**Problem to work on**
Pull each line with the string "roof" from the entries.

※ ※ ※

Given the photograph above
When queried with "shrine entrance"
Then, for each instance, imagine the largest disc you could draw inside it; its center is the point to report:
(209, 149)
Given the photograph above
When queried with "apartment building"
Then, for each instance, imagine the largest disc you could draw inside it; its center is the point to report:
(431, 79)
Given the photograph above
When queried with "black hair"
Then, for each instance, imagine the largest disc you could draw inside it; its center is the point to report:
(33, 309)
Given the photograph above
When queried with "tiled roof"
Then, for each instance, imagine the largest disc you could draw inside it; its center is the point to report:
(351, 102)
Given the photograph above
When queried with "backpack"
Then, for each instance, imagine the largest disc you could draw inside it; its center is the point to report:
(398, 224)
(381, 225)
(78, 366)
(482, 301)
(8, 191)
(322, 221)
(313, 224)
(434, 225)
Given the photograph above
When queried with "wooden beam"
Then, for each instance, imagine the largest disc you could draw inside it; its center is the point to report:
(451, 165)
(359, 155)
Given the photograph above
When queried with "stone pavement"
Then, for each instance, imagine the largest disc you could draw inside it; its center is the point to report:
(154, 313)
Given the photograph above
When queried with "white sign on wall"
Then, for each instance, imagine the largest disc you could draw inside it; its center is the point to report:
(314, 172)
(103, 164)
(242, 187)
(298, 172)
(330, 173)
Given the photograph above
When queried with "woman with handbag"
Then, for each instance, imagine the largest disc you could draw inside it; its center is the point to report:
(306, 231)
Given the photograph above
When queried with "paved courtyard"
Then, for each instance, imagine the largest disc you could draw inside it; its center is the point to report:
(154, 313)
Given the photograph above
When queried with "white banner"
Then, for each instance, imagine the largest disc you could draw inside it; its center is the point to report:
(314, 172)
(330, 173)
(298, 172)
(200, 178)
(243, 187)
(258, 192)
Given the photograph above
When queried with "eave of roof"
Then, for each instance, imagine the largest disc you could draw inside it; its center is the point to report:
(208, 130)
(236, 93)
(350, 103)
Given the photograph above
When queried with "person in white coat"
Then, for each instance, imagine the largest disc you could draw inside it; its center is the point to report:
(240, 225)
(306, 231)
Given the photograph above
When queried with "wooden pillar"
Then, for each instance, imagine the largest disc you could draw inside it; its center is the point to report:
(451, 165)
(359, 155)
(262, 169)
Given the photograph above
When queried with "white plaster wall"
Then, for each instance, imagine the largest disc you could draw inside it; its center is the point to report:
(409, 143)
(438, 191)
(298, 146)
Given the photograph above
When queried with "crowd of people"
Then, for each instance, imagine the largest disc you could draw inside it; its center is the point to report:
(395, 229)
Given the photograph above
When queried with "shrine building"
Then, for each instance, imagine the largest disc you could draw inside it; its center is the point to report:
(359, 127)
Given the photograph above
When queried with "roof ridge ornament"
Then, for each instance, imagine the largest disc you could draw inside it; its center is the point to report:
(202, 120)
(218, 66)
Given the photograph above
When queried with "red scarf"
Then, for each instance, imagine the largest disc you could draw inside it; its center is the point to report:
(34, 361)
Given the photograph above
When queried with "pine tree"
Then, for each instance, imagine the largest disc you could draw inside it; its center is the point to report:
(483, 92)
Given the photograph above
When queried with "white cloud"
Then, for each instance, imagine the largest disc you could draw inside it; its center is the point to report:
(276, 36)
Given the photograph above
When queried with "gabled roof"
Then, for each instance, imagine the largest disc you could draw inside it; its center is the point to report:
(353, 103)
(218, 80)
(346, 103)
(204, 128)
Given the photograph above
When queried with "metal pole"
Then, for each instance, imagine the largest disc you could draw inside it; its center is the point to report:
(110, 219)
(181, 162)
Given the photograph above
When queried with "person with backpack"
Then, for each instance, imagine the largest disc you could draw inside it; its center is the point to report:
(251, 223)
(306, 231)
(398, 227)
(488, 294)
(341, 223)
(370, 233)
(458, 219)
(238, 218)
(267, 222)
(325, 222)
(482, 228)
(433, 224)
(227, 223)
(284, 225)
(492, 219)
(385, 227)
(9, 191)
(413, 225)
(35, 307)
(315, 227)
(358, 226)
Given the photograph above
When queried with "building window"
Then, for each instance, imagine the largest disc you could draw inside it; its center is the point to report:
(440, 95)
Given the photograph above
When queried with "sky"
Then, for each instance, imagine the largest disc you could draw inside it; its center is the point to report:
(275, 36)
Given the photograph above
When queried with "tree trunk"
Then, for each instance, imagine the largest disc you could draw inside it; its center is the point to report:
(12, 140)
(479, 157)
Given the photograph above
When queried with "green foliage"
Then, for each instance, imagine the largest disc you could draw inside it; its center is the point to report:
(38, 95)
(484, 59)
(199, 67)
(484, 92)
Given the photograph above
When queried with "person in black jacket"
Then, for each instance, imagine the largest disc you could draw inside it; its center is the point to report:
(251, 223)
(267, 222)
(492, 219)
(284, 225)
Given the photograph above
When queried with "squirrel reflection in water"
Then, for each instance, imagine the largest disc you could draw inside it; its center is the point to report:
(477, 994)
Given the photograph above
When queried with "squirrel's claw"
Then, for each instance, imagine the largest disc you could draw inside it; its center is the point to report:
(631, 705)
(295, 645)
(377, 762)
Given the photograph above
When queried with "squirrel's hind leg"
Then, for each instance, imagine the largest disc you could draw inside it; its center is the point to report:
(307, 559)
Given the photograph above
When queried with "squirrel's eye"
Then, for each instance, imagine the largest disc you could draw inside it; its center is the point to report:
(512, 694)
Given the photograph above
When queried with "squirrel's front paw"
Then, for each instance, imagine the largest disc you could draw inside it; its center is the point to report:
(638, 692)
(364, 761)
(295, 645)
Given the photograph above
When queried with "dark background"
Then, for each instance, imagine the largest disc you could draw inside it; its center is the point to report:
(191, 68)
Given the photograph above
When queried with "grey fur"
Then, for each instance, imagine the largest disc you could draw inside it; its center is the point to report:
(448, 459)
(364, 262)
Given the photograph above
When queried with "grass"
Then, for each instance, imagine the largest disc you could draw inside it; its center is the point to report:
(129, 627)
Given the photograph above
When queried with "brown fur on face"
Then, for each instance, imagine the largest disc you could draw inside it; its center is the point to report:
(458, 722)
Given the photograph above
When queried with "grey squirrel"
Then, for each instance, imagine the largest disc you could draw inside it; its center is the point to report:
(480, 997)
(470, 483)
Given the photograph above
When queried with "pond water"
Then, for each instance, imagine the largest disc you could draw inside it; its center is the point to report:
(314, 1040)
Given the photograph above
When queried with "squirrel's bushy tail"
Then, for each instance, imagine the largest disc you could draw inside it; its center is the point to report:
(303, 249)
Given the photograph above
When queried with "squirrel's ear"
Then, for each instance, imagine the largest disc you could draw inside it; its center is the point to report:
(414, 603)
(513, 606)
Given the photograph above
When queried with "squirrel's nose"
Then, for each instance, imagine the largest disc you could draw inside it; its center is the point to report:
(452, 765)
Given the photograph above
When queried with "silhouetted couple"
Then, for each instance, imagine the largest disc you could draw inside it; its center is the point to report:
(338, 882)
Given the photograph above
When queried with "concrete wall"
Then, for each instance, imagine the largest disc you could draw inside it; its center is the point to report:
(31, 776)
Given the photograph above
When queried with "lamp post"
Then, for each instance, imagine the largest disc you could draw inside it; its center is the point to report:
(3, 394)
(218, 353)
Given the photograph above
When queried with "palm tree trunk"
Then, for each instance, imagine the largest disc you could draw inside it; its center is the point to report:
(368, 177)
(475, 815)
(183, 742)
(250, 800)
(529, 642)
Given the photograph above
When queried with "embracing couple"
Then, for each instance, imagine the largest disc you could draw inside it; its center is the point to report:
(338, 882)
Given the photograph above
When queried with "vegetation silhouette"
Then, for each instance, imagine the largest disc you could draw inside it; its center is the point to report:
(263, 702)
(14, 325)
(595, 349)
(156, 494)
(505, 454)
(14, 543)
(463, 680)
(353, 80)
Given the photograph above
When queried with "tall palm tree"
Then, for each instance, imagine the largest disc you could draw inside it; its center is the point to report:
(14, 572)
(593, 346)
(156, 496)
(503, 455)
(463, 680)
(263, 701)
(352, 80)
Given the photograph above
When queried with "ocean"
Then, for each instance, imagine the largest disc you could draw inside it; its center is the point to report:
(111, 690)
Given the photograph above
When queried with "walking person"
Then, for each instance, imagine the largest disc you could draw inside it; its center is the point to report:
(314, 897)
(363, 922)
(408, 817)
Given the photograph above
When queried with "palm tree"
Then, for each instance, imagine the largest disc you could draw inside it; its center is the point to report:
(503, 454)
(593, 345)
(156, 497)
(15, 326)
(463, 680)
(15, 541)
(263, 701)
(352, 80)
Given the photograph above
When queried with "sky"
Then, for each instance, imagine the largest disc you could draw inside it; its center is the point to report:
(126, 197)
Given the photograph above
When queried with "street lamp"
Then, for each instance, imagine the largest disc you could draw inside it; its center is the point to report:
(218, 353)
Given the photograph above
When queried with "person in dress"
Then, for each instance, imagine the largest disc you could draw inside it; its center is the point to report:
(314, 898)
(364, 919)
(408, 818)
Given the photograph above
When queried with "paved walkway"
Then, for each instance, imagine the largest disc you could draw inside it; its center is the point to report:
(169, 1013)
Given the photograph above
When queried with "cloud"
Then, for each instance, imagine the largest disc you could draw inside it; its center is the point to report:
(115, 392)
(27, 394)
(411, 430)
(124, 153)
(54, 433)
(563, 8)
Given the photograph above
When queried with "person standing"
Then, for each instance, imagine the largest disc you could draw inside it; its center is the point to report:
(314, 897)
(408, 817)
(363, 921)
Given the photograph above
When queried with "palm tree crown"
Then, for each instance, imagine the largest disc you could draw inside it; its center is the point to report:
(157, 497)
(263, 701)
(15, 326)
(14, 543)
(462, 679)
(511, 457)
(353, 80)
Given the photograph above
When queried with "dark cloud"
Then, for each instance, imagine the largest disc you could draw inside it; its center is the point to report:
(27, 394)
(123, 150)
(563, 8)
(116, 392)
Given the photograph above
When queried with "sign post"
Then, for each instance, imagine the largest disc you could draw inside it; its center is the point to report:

※ ※ ※

**Output**
When queried with "tiled roof"
When queried with "eave of roof"
When queried with "roof ridge ornament"
When queried with "gabled roof"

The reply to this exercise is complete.